▶ **Problem**
Return the line containing "I need to find every white" and all lines after it exactly; stop at the end of the material.

▶ **Data excerpts**
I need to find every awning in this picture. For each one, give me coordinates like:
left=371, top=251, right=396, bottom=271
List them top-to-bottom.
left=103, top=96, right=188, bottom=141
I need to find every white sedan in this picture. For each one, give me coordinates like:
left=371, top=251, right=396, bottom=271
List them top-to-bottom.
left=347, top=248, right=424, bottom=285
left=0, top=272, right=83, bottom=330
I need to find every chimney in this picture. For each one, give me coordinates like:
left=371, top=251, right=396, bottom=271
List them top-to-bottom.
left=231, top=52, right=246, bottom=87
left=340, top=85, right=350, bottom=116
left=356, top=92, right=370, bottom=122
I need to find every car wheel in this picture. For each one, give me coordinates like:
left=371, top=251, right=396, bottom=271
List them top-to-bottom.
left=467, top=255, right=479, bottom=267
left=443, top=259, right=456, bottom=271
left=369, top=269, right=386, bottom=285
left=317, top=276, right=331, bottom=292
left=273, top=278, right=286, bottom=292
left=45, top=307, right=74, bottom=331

▶ **Solution**
I need to find every white sedan in this picture. For each one, give me coordinates like:
left=371, top=251, right=396, bottom=271
List them top-to-bottom.
left=347, top=248, right=424, bottom=285
left=0, top=272, right=83, bottom=330
I need to find every chimney in this picture. For each one, give me coordinates like:
left=371, top=251, right=396, bottom=271
List them top-to-bottom.
left=231, top=52, right=246, bottom=87
left=340, top=85, right=350, bottom=116
left=356, top=92, right=370, bottom=122
I need to find every car wheel in this picture. For each one, give me coordinates like:
left=371, top=251, right=396, bottom=271
List them top-to-bottom.
left=467, top=255, right=479, bottom=267
left=443, top=259, right=456, bottom=271
left=369, top=269, right=386, bottom=285
left=317, top=276, right=331, bottom=292
left=273, top=278, right=286, bottom=292
left=45, top=307, right=74, bottom=331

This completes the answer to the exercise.